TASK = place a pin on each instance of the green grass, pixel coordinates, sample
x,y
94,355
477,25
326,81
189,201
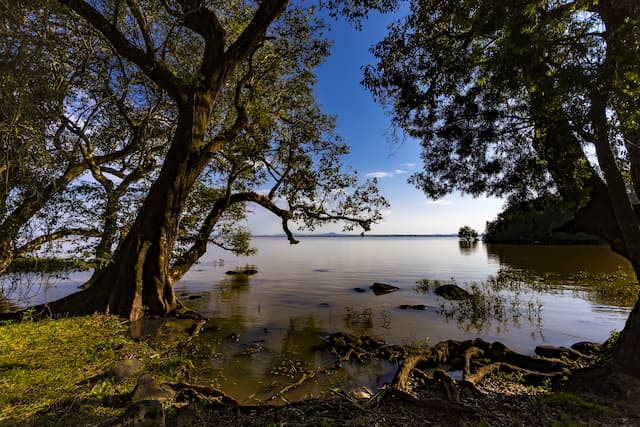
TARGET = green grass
x,y
53,372
572,410
47,265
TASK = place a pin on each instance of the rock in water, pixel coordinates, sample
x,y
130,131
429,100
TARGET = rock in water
x,y
125,368
452,292
383,288
147,389
147,413
413,307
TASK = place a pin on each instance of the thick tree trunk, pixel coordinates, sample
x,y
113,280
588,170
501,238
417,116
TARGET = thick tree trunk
x,y
138,280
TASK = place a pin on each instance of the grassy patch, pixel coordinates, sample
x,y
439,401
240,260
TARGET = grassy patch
x,y
568,409
53,372
48,265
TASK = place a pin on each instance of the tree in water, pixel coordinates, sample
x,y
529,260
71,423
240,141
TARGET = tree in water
x,y
520,99
239,78
467,233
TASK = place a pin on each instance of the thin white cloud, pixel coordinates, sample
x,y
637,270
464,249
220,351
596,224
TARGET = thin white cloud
x,y
379,175
440,202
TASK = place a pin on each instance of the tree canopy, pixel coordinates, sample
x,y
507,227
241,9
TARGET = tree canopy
x,y
522,98
176,115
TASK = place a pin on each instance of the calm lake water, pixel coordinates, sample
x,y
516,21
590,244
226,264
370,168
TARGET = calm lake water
x,y
266,327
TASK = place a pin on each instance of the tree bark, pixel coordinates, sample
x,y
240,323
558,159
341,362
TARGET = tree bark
x,y
137,282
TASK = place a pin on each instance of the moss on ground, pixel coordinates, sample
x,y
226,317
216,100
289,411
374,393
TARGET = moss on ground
x,y
54,372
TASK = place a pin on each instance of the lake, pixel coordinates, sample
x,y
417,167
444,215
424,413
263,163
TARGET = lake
x,y
267,327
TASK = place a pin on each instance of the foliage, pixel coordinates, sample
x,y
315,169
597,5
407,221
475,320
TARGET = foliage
x,y
500,94
55,371
467,233
496,302
47,265
534,221
262,139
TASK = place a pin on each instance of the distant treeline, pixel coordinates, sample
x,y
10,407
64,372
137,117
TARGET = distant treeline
x,y
536,222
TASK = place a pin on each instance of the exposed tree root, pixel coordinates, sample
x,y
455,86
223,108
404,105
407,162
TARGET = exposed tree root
x,y
477,359
291,386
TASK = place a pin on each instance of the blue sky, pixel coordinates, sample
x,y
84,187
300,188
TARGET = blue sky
x,y
364,127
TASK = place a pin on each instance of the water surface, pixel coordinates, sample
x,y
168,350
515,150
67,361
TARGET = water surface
x,y
266,329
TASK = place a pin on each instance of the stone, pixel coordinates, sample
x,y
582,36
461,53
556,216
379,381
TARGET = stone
x,y
452,292
383,288
125,369
558,352
147,389
588,348
146,413
413,307
246,271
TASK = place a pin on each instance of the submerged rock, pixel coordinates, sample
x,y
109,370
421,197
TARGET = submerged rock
x,y
125,369
148,389
246,271
413,307
383,288
146,413
452,292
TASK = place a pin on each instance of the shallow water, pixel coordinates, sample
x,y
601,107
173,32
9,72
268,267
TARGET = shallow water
x,y
265,329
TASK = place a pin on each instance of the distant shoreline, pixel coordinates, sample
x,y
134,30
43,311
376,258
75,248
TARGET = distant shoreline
x,y
357,235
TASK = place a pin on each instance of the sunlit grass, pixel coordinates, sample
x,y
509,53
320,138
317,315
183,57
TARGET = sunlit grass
x,y
54,372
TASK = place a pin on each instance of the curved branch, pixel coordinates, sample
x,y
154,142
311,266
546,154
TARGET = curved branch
x,y
156,71
56,235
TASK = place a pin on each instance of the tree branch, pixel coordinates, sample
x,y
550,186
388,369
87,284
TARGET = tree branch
x,y
50,237
158,72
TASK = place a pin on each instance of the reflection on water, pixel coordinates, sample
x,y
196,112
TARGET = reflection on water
x,y
302,293
467,247
266,330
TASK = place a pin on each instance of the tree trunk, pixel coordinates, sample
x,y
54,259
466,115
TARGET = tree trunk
x,y
138,282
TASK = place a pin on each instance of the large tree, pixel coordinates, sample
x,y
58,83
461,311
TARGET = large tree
x,y
239,78
519,98
63,113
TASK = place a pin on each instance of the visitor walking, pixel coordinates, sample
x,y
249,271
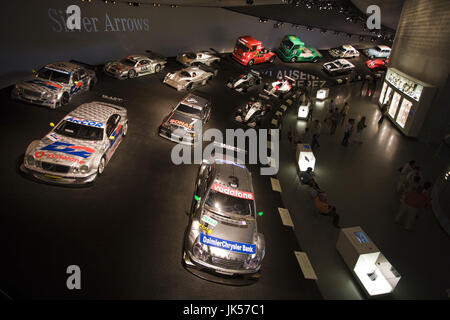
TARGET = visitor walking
x,y
359,130
348,132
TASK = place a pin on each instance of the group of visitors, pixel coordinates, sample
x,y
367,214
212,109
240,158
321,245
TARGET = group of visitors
x,y
414,194
320,197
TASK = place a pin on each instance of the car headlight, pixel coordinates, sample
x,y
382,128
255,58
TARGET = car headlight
x,y
30,160
252,263
199,252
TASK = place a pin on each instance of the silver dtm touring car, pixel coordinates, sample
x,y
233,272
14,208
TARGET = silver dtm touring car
x,y
189,78
135,66
184,117
222,236
77,150
193,58
245,81
55,84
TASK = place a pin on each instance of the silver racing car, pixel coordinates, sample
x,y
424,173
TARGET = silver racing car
x,y
135,66
189,78
193,58
55,84
77,150
222,236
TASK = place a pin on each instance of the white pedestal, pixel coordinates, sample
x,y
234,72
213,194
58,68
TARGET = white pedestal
x,y
376,275
305,157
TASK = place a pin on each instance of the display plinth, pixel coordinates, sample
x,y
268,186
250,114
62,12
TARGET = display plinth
x,y
322,94
305,157
373,271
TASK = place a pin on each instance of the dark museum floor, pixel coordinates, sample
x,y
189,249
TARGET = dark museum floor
x,y
126,231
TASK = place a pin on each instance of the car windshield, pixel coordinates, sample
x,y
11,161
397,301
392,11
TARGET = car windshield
x,y
288,44
188,109
185,74
190,55
128,62
241,47
225,204
79,131
54,75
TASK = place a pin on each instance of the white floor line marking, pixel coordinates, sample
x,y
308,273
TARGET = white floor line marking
x,y
275,184
305,265
285,217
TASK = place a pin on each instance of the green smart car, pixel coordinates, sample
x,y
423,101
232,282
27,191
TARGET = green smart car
x,y
292,49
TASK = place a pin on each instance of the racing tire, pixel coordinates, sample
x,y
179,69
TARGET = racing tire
x,y
65,98
131,74
125,129
101,166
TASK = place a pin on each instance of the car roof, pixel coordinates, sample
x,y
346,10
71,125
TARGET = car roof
x,y
64,67
195,101
227,171
95,111
249,40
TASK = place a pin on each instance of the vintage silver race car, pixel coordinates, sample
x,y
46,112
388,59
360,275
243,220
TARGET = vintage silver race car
x,y
339,66
189,78
193,58
253,112
135,66
281,88
180,124
245,81
222,236
55,84
77,150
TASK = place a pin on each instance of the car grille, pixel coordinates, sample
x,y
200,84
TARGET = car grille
x,y
227,264
55,167
32,93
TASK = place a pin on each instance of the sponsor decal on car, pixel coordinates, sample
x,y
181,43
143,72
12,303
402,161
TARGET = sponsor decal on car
x,y
227,244
69,148
85,122
232,192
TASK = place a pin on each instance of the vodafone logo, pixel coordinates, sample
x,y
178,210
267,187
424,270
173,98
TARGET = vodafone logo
x,y
232,192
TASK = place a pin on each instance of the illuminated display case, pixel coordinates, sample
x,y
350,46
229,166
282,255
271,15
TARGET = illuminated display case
x,y
305,157
373,271
408,101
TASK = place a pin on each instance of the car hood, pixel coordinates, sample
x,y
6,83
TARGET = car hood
x,y
56,148
182,120
120,67
40,85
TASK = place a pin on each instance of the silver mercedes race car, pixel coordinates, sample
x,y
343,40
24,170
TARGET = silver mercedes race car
x,y
184,117
55,84
77,150
189,78
245,81
193,58
222,236
135,66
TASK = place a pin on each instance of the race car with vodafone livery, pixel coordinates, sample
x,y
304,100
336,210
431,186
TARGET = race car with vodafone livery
x,y
253,112
181,124
245,81
189,78
79,147
135,65
281,88
55,84
222,236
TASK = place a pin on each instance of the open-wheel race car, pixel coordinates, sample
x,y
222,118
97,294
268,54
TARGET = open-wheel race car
x,y
283,87
253,113
245,81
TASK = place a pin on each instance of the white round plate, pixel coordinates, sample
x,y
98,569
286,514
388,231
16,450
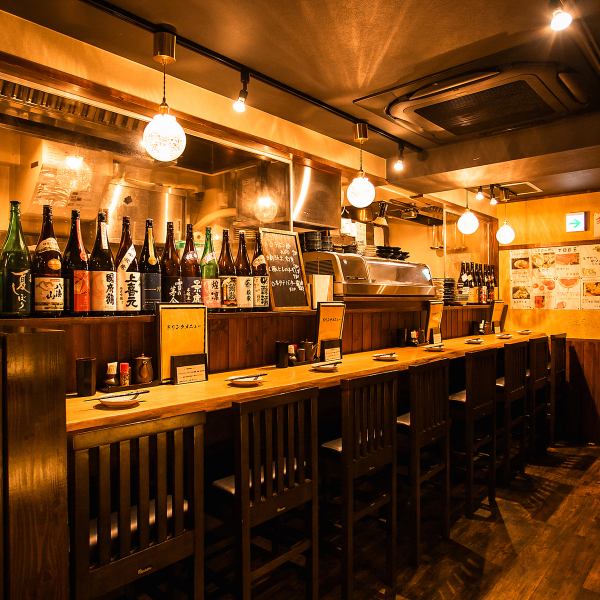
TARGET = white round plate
x,y
121,402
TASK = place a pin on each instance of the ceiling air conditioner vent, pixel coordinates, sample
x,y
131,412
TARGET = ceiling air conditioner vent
x,y
496,101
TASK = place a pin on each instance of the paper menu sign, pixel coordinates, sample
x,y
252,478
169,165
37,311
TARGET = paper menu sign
x,y
520,295
590,294
543,262
520,265
567,262
567,295
589,257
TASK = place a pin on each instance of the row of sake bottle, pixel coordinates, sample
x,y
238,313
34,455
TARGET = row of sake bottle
x,y
52,284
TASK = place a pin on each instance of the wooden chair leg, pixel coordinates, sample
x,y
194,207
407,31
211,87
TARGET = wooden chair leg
x,y
244,583
348,537
312,561
446,489
415,492
392,530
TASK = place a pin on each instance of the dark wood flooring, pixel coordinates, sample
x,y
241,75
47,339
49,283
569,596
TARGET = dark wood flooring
x,y
541,541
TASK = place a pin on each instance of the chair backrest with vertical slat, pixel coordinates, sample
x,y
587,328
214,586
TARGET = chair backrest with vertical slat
x,y
515,369
538,359
558,354
132,487
429,402
369,416
276,450
480,368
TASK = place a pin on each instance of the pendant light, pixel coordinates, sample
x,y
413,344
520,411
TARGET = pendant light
x,y
468,222
399,164
164,138
505,234
361,192
561,18
240,104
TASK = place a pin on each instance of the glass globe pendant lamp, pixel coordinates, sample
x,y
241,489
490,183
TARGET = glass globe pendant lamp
x,y
164,138
468,222
361,192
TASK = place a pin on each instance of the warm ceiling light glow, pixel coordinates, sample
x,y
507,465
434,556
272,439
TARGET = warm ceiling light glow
x,y
468,222
240,104
561,19
361,192
164,138
505,234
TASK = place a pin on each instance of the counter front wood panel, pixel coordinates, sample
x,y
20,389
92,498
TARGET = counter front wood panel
x,y
216,394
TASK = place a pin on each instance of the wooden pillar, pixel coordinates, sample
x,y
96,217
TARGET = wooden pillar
x,y
33,465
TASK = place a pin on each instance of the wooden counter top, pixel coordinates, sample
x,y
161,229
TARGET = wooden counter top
x,y
216,393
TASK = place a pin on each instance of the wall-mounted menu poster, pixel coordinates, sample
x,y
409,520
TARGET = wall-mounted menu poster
x,y
330,327
557,278
286,270
181,331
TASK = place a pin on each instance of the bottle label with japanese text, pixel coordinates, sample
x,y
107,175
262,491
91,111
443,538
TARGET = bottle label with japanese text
x,y
228,291
17,292
104,291
172,289
261,291
81,291
192,290
151,288
211,293
244,292
129,291
47,244
49,294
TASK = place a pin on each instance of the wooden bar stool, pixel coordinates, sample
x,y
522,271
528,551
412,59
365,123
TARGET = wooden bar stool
x,y
473,415
537,393
426,427
366,449
276,470
511,396
136,502
558,379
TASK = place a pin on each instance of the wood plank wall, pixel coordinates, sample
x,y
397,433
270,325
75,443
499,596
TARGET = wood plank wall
x,y
579,416
243,340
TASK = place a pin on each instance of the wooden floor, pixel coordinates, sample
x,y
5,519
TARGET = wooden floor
x,y
542,541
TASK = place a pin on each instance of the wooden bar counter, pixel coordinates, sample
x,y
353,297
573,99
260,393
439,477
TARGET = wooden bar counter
x,y
216,394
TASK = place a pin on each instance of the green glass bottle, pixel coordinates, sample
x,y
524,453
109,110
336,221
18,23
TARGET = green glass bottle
x,y
211,285
15,268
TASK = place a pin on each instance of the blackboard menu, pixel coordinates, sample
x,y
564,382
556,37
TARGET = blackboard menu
x,y
286,269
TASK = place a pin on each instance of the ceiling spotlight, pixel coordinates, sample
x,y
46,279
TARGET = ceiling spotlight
x,y
399,164
361,192
164,138
468,222
240,104
561,18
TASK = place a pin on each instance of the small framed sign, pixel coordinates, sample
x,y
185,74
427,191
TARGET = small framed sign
x,y
330,326
188,368
182,331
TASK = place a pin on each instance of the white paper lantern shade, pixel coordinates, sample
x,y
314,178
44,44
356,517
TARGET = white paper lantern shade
x,y
468,222
505,234
164,138
360,192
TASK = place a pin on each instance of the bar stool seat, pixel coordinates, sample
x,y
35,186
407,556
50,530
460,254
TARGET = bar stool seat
x,y
403,420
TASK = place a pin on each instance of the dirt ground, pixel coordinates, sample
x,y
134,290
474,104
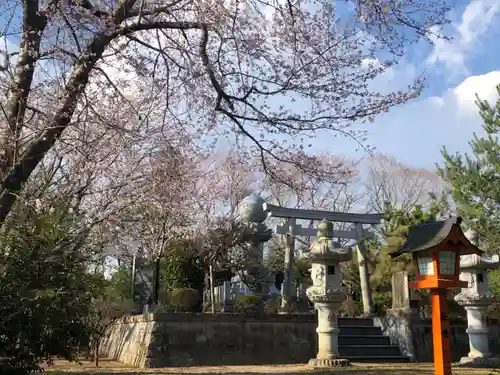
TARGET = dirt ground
x,y
110,367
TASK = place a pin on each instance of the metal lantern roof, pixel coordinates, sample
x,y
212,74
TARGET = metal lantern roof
x,y
423,237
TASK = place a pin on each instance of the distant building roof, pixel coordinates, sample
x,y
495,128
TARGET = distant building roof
x,y
425,236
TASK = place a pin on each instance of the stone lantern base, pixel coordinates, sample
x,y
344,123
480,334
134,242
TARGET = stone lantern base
x,y
328,362
479,362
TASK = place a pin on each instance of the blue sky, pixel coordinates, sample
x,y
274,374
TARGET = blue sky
x,y
445,113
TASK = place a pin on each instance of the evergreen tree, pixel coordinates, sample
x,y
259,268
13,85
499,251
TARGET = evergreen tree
x,y
392,237
474,178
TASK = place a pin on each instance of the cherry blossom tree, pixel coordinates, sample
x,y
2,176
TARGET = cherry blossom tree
x,y
402,186
272,73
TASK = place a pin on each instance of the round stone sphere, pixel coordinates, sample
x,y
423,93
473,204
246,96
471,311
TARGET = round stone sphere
x,y
251,209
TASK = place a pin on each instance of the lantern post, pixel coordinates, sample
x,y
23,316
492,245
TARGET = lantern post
x,y
436,249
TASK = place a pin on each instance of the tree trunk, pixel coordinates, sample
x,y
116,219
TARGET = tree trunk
x,y
98,341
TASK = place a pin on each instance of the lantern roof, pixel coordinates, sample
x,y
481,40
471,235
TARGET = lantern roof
x,y
428,236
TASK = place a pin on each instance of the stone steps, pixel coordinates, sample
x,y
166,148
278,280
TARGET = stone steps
x,y
361,341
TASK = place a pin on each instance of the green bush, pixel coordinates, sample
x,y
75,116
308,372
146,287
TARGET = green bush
x,y
184,299
382,301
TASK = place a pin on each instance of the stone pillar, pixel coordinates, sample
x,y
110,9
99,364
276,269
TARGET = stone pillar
x,y
289,259
477,331
364,277
326,294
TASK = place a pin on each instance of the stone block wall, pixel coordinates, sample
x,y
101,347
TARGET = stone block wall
x,y
164,340
414,336
171,340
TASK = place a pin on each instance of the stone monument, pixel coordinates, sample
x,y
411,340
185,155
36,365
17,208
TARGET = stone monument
x,y
326,293
251,215
476,299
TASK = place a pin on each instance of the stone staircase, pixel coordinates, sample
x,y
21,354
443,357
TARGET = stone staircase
x,y
361,341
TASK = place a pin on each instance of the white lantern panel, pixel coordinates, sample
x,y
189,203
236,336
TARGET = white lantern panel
x,y
447,263
425,265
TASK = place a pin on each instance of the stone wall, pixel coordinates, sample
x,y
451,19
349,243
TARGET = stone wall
x,y
414,336
163,340
167,340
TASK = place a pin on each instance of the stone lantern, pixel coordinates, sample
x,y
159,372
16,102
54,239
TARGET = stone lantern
x,y
476,298
326,293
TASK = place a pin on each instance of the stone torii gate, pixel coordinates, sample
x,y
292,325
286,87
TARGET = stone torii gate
x,y
291,229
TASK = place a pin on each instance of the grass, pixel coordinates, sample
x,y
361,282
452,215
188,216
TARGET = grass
x,y
110,367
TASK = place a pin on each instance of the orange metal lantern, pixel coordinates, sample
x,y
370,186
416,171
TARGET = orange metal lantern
x,y
436,249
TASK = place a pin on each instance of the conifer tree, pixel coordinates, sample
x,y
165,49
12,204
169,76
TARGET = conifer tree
x,y
474,178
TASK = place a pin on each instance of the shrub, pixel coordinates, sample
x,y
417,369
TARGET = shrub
x,y
184,299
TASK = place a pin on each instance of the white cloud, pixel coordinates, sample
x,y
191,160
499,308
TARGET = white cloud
x,y
477,20
483,85
415,132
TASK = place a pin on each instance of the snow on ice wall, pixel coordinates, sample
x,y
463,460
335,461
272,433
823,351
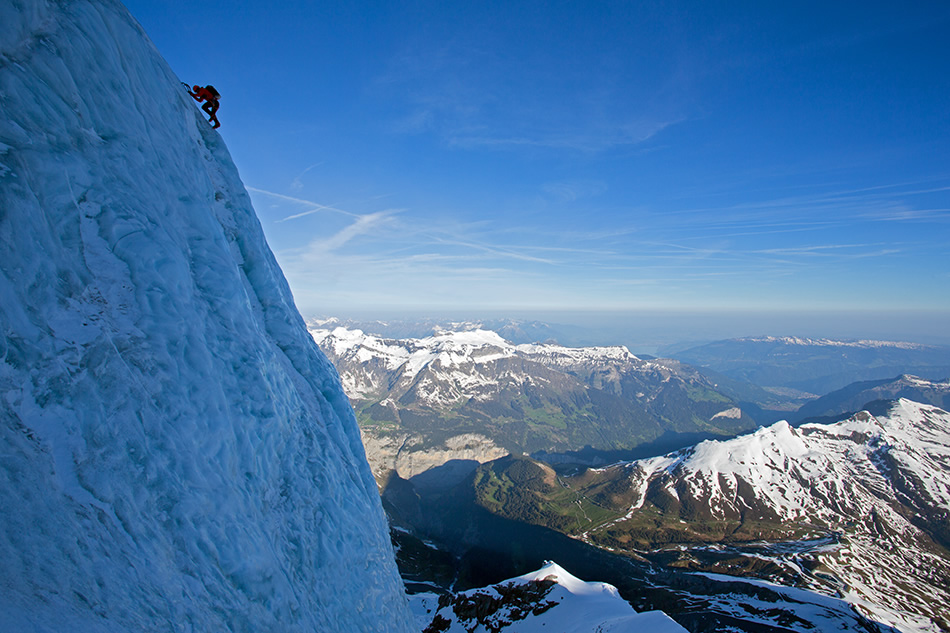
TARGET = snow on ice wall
x,y
175,452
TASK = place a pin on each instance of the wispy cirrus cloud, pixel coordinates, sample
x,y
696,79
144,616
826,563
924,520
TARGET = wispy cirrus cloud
x,y
314,207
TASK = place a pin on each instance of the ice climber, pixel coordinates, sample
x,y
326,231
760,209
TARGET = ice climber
x,y
210,96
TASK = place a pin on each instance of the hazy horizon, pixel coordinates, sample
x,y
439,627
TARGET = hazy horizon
x,y
647,331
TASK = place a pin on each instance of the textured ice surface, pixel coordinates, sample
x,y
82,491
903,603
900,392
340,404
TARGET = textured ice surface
x,y
177,455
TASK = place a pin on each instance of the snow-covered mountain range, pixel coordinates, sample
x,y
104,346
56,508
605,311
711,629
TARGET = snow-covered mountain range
x,y
177,454
816,366
860,508
855,396
417,397
550,599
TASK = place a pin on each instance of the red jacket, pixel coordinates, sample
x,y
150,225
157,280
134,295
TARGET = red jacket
x,y
203,94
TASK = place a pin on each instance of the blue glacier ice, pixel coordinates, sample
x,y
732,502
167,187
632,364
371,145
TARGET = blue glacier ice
x,y
175,452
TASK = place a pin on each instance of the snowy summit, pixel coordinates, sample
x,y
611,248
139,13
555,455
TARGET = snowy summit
x,y
550,599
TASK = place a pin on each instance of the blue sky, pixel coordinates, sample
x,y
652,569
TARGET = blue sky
x,y
684,156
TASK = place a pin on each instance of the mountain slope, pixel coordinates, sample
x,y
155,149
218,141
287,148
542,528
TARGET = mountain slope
x,y
177,453
860,507
857,395
547,599
520,398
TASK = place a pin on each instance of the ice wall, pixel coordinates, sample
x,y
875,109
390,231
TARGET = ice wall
x,y
175,452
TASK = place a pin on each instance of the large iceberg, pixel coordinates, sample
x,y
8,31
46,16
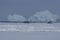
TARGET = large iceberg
x,y
44,16
16,17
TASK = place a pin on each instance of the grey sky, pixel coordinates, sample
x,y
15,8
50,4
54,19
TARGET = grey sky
x,y
27,7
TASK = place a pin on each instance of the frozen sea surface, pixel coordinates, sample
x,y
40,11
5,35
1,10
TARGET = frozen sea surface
x,y
33,35
29,27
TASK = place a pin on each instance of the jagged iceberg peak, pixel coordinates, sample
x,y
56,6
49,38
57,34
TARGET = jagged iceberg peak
x,y
16,17
44,16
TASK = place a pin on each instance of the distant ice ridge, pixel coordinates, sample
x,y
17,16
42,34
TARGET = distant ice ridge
x,y
42,16
32,27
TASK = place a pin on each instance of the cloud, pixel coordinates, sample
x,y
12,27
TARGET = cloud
x,y
16,17
44,16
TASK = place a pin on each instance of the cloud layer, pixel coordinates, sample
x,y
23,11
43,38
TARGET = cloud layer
x,y
16,17
44,16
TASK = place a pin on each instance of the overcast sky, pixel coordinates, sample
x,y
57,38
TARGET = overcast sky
x,y
27,7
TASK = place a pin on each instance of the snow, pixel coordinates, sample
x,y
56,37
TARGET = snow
x,y
28,27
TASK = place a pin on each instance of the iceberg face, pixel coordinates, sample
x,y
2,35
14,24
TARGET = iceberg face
x,y
44,16
16,17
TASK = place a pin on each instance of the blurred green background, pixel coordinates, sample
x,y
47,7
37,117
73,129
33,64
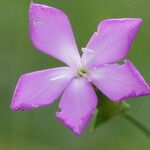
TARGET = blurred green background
x,y
39,129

○ ○ ○ ○

Quote, without alteration, the lines running from the line containing "TASK = place a pin on each instance of the frozen" to the last line of the entries, and include no pictures.

TASK = place a pin on each instance of the frozen sea surface, pixel coordinates, sample
x,y
40,11
5,35
1,10
TARGET = frozen sea surface
x,y
33,35
29,27
TASK = place a pin on each instance of the jagged iceberg peak, pixel coordinates, sample
x,y
56,6
49,38
57,34
TARGET = jagged iceberg peak
x,y
16,17
44,16
TASK = place a pin on each instance of the distant ice ridge, pixel coordinates, sample
x,y
17,16
42,34
TARGET = distant ice ridge
x,y
42,16
32,27
TASK = place a pin on each instance of the cloud, pixel coordinates, sample
x,y
12,27
TARGET = cloud
x,y
16,17
44,16
TASK = place a pin on each instance of the cloud layer, pixel coordinates, sample
x,y
23,11
43,38
TARGET = cloud layer
x,y
16,17
44,16
TASK = place a pin on each instance of the overcast sky, pixel coordinates, sample
x,y
57,38
TARGET = overcast sky
x,y
27,7
TASK = place a pin on each instance of the snow, pixel coordinates, sample
x,y
56,37
TARGET = snow
x,y
28,27
TASK = place a pin on each instance of the iceberg face, pixel coordinates, sample
x,y
2,35
14,24
TARGET = iceberg face
x,y
44,16
16,17
TASK = place a pin on each instance of the blurred green background, pixel coordinates, sample
x,y
47,7
37,117
73,129
33,64
TARGET = blurred green background
x,y
39,129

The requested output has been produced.